* Problem to solve:
Check each line of the records below and collect those holding "drawing".
****
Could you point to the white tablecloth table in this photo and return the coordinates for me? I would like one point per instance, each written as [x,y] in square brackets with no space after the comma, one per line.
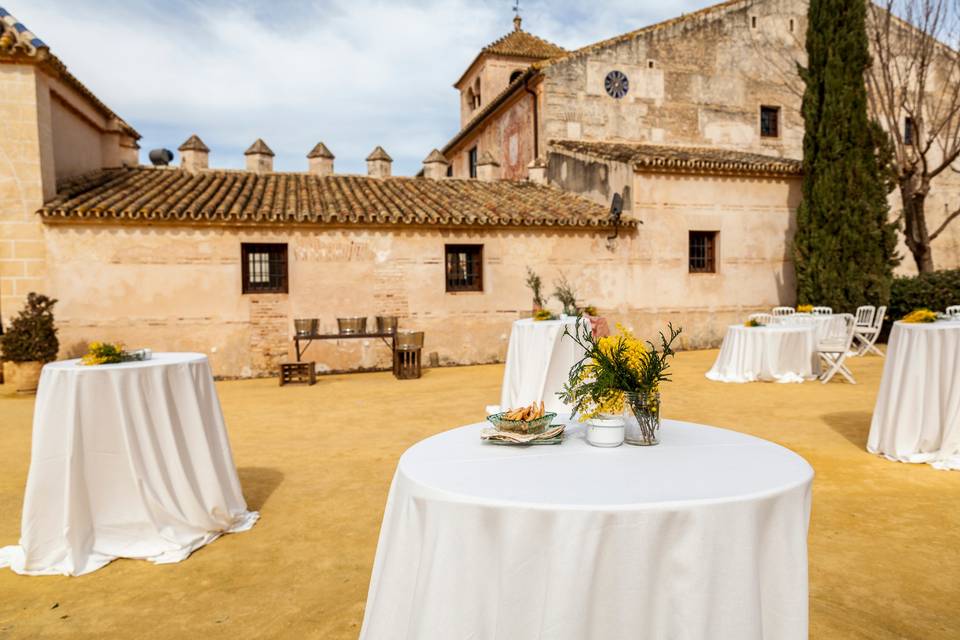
[825,325]
[778,353]
[917,414]
[699,538]
[128,460]
[539,359]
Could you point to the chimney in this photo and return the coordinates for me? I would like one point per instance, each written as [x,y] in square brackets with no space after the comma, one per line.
[378,163]
[320,160]
[537,171]
[259,157]
[194,155]
[488,169]
[435,166]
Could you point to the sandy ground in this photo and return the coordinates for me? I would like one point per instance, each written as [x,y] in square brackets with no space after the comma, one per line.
[317,462]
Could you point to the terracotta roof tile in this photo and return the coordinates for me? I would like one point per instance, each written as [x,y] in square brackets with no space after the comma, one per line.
[521,44]
[682,159]
[379,154]
[320,151]
[259,147]
[193,143]
[146,195]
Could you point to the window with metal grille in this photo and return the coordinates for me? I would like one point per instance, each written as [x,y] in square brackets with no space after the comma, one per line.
[264,268]
[769,122]
[472,159]
[703,252]
[464,267]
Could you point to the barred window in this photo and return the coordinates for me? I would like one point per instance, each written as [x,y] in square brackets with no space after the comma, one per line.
[770,122]
[703,252]
[464,267]
[264,268]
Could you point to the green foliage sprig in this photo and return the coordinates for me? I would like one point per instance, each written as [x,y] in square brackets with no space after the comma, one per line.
[563,291]
[536,285]
[615,364]
[32,335]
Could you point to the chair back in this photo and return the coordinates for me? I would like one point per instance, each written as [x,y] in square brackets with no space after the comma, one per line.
[879,317]
[865,315]
[840,334]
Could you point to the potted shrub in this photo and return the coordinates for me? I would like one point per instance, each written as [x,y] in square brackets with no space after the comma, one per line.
[30,342]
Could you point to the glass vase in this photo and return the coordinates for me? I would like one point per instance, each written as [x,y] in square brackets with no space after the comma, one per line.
[641,413]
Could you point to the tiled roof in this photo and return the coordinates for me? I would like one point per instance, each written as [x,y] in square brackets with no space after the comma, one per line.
[18,44]
[521,44]
[682,159]
[259,147]
[193,143]
[379,154]
[145,195]
[320,151]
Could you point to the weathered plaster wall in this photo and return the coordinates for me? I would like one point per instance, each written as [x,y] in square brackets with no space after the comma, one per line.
[22,265]
[698,82]
[178,288]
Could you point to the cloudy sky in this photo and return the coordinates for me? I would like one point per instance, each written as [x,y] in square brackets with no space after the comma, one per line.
[352,73]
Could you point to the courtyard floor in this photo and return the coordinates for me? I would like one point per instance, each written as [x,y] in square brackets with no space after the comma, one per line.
[317,463]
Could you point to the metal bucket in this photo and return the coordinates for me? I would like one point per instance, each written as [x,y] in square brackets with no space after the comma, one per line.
[306,326]
[409,340]
[386,324]
[352,325]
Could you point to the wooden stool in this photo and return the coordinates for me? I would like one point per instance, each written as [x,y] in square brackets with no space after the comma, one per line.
[406,363]
[298,373]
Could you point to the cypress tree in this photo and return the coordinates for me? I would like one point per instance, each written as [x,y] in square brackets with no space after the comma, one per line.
[845,245]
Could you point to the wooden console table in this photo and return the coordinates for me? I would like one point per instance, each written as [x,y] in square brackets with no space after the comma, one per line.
[388,339]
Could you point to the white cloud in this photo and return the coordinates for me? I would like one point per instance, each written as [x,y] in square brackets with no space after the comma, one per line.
[354,74]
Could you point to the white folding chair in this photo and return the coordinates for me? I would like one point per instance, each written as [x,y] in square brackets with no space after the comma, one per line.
[867,336]
[834,348]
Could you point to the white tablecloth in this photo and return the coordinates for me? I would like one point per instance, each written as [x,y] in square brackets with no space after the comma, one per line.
[825,325]
[128,460]
[917,415]
[538,364]
[701,537]
[780,353]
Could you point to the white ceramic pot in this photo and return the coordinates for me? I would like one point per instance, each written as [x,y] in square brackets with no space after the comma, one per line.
[606,431]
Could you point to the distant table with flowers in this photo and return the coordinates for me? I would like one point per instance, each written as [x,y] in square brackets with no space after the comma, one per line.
[703,536]
[917,414]
[539,358]
[128,460]
[773,353]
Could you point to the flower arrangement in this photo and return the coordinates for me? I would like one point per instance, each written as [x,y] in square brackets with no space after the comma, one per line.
[103,353]
[563,291]
[613,366]
[920,315]
[109,353]
[542,314]
[536,286]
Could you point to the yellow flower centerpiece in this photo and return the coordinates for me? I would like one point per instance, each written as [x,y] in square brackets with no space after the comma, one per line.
[620,374]
[103,353]
[920,315]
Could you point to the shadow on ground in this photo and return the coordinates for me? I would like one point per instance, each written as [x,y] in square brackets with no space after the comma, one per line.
[258,484]
[852,425]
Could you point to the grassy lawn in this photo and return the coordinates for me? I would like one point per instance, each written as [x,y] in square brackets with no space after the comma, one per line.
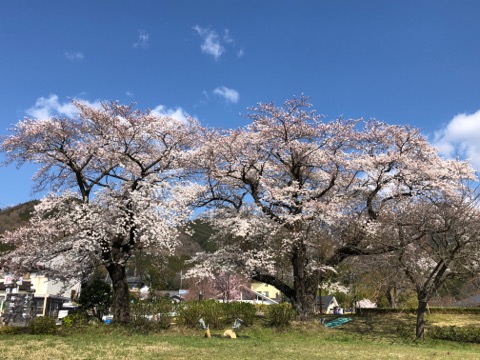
[376,337]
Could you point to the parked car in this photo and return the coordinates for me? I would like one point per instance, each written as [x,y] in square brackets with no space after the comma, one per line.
[67,309]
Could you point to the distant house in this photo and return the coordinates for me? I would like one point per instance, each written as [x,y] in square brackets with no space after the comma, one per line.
[267,290]
[48,294]
[174,295]
[472,301]
[254,297]
[328,304]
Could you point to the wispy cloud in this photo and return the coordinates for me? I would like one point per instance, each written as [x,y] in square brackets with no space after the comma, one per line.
[46,107]
[461,137]
[211,42]
[74,55]
[230,95]
[143,40]
[177,113]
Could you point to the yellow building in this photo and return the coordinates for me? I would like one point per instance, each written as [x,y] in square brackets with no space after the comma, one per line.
[267,290]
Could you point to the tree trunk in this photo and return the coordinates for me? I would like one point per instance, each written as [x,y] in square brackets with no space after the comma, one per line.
[302,298]
[121,293]
[420,327]
[392,296]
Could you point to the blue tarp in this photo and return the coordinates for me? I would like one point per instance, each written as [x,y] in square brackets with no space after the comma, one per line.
[337,322]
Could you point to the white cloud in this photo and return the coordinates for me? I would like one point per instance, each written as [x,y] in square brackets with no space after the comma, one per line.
[46,107]
[177,113]
[143,40]
[74,55]
[216,44]
[461,137]
[211,44]
[230,95]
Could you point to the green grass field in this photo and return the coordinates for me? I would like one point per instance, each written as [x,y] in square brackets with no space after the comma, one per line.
[375,337]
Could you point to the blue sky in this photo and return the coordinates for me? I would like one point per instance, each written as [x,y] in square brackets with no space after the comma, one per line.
[400,61]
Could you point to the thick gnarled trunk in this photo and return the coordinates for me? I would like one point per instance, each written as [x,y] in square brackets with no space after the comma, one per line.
[121,293]
[302,301]
[420,326]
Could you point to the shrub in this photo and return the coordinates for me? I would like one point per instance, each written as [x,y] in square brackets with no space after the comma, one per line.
[238,310]
[280,315]
[12,330]
[153,314]
[216,314]
[75,320]
[43,326]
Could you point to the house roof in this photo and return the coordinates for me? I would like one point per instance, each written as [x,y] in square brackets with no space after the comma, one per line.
[471,301]
[326,301]
[257,294]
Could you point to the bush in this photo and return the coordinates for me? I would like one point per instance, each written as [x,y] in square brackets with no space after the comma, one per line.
[216,314]
[280,315]
[212,312]
[75,320]
[12,330]
[243,311]
[43,326]
[470,334]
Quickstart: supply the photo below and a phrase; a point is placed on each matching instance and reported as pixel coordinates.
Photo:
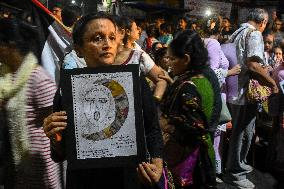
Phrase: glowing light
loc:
(208, 12)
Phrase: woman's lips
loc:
(106, 55)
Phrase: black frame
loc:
(70, 139)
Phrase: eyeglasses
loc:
(100, 40)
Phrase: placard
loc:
(199, 7)
(104, 126)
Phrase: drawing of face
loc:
(98, 107)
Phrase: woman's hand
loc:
(166, 77)
(150, 173)
(235, 70)
(54, 123)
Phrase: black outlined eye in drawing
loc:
(96, 115)
(121, 111)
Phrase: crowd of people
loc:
(198, 81)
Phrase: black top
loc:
(117, 177)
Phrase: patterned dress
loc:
(189, 106)
(40, 171)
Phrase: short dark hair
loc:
(257, 15)
(151, 30)
(81, 25)
(17, 33)
(159, 54)
(206, 27)
(70, 14)
(166, 27)
(189, 42)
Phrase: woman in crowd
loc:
(95, 40)
(150, 40)
(166, 36)
(219, 63)
(126, 55)
(278, 56)
(26, 94)
(191, 110)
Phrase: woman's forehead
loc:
(100, 25)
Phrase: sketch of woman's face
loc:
(98, 107)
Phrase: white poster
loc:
(104, 116)
(199, 7)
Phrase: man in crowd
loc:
(250, 54)
(268, 48)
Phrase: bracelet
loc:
(157, 98)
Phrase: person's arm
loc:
(150, 172)
(153, 72)
(216, 59)
(255, 55)
(53, 126)
(261, 74)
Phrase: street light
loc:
(208, 12)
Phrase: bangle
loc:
(157, 98)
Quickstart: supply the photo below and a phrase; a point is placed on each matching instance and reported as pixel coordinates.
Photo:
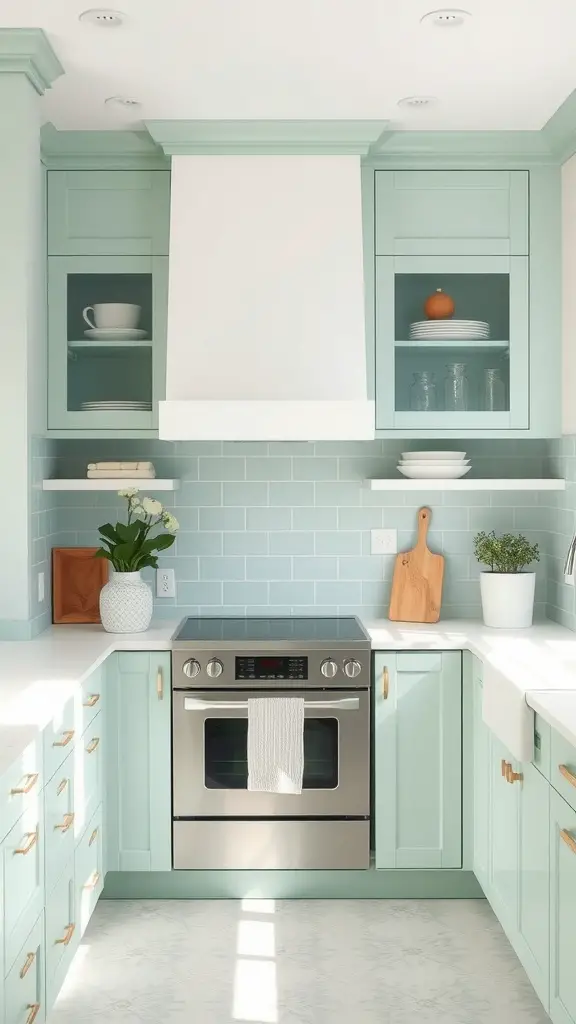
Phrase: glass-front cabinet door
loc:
(452, 342)
(107, 327)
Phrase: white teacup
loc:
(113, 315)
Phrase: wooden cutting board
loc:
(416, 588)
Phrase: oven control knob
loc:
(214, 668)
(191, 668)
(353, 668)
(329, 668)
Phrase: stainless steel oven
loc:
(218, 822)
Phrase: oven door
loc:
(210, 766)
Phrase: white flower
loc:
(152, 506)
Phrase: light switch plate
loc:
(384, 542)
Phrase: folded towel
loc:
(276, 744)
(505, 712)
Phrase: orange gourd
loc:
(439, 305)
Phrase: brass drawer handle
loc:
(67, 823)
(68, 737)
(563, 769)
(32, 841)
(27, 965)
(69, 932)
(31, 780)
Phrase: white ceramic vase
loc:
(507, 599)
(125, 603)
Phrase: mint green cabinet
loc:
(138, 778)
(563, 911)
(417, 751)
(109, 213)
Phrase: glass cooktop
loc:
(345, 628)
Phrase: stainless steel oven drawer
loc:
(271, 845)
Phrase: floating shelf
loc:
(115, 484)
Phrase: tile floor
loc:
(298, 962)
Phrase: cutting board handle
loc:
(424, 516)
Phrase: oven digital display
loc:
(272, 668)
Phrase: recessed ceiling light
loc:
(105, 17)
(446, 17)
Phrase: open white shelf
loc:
(116, 484)
(466, 484)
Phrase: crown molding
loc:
(27, 51)
(276, 137)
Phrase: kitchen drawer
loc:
(62, 932)
(25, 993)
(58, 738)
(563, 769)
(23, 864)
(58, 822)
(21, 786)
(88, 870)
(88, 774)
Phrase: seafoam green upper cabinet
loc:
(109, 213)
(451, 213)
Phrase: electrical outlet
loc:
(384, 542)
(165, 583)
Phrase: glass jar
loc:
(494, 391)
(422, 392)
(456, 388)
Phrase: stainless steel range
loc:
(217, 666)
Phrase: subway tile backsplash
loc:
(284, 527)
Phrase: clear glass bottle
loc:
(422, 392)
(494, 391)
(456, 388)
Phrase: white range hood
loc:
(265, 310)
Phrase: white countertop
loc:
(37, 676)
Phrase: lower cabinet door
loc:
(563, 911)
(62, 932)
(88, 870)
(25, 998)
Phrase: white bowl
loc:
(434, 456)
(434, 472)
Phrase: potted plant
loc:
(507, 592)
(126, 600)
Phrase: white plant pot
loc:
(125, 603)
(507, 599)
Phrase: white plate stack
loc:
(450, 330)
(434, 465)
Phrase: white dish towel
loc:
(505, 712)
(276, 744)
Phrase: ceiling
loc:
(508, 67)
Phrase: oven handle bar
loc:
(196, 704)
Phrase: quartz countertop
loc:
(38, 676)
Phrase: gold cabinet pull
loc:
(563, 769)
(67, 823)
(68, 736)
(32, 839)
(31, 780)
(69, 932)
(27, 965)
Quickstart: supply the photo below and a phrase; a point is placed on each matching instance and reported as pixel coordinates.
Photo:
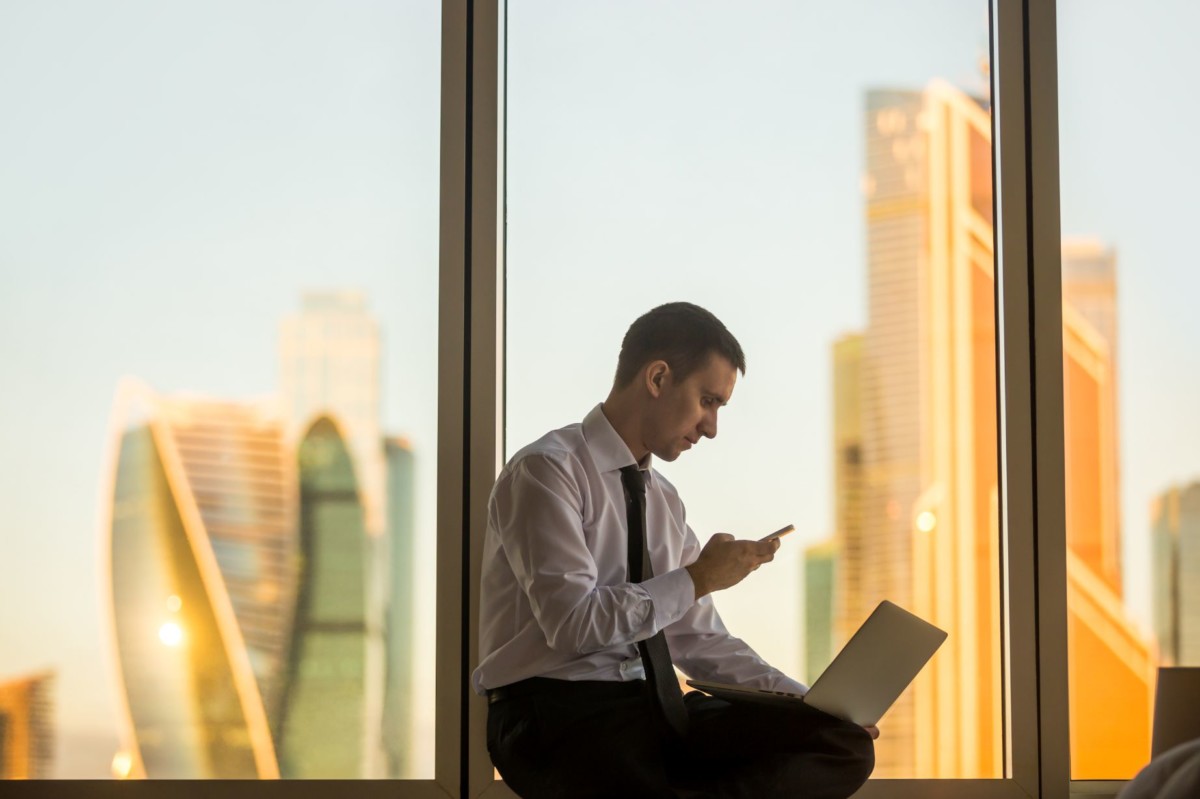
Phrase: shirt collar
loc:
(609, 449)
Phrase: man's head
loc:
(683, 335)
(677, 367)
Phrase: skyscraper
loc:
(238, 584)
(929, 538)
(329, 366)
(202, 581)
(400, 689)
(1090, 341)
(321, 732)
(1176, 574)
(329, 358)
(27, 727)
(820, 565)
(929, 533)
(849, 596)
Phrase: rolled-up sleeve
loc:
(538, 510)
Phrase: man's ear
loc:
(657, 376)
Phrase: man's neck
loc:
(621, 414)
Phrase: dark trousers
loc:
(552, 738)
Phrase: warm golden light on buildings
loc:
(123, 766)
(27, 727)
(171, 634)
(925, 500)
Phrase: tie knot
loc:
(634, 479)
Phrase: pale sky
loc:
(173, 176)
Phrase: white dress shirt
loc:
(556, 600)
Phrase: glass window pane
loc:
(823, 185)
(220, 304)
(1131, 372)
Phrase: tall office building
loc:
(27, 727)
(202, 581)
(329, 358)
(929, 532)
(1111, 666)
(820, 565)
(1090, 312)
(1176, 574)
(929, 536)
(321, 732)
(400, 689)
(330, 366)
(849, 595)
(237, 576)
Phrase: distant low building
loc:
(27, 727)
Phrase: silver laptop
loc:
(867, 677)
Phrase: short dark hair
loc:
(683, 335)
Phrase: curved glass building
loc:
(203, 580)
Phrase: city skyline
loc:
(313, 152)
(257, 616)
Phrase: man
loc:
(579, 635)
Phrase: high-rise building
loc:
(929, 532)
(202, 581)
(329, 356)
(238, 584)
(330, 366)
(1176, 574)
(400, 689)
(27, 727)
(849, 594)
(321, 730)
(820, 565)
(929, 535)
(1090, 341)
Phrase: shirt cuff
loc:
(671, 594)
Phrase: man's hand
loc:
(725, 562)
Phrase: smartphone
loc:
(778, 534)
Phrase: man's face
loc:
(685, 410)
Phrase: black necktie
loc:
(655, 655)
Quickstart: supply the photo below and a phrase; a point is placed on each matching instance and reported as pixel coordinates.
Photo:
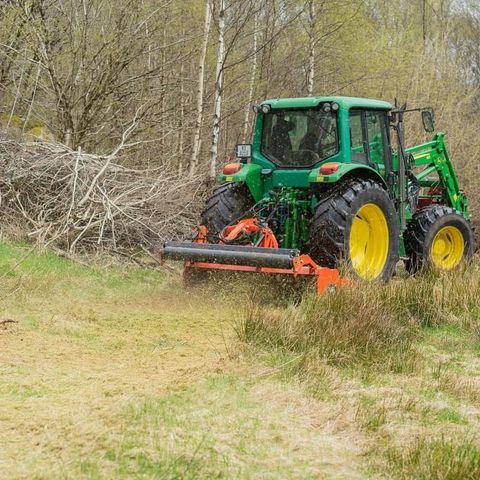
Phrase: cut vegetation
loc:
(117, 372)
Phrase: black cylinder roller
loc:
(230, 254)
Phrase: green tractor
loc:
(330, 178)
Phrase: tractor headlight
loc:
(265, 108)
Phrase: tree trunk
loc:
(251, 89)
(218, 90)
(201, 81)
(311, 47)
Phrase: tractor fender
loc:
(344, 171)
(249, 173)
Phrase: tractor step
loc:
(230, 254)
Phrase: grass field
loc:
(117, 372)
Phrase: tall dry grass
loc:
(368, 323)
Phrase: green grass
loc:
(436, 459)
(113, 371)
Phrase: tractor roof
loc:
(344, 102)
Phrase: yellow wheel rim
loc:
(369, 241)
(447, 248)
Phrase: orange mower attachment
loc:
(264, 257)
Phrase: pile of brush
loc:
(78, 202)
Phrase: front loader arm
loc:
(433, 156)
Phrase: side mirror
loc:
(243, 151)
(428, 121)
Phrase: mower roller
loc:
(330, 181)
(265, 258)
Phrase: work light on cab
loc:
(231, 168)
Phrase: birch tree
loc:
(219, 75)
(311, 46)
(200, 90)
(253, 74)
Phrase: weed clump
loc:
(445, 459)
(367, 324)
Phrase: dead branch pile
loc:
(78, 202)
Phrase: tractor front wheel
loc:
(357, 223)
(438, 237)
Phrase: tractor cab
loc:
(322, 185)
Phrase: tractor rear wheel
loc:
(438, 237)
(357, 223)
(228, 204)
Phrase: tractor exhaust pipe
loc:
(230, 254)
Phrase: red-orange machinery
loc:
(265, 256)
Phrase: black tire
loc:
(422, 230)
(333, 219)
(227, 204)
****
* Answer below:
Phrase: drawing of face
Phrase: black outlined eye in drawing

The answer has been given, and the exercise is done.